*问题详情*
统计以下条目中含有字符串“GeoJSON”的行数，只需给出该数字。

指点数据集条目
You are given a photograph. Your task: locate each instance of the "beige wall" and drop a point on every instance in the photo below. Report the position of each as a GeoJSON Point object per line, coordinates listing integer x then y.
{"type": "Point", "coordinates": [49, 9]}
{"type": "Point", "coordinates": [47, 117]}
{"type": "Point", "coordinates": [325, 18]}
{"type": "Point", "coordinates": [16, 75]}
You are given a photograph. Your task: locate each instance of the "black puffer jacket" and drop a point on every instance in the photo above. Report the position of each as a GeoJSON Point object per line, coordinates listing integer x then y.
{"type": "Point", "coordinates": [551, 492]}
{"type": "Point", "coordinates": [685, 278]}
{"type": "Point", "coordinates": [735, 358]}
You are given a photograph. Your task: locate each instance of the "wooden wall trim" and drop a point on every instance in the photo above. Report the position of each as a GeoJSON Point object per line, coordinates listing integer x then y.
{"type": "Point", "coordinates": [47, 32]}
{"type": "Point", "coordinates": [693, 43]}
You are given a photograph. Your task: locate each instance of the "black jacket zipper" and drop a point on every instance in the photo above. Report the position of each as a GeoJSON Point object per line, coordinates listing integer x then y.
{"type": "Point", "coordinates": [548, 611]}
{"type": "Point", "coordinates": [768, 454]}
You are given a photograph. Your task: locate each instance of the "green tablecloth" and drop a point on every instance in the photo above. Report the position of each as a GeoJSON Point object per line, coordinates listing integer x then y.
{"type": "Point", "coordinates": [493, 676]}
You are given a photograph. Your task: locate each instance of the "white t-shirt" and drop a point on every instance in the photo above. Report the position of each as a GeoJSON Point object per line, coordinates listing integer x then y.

*任务答复*
6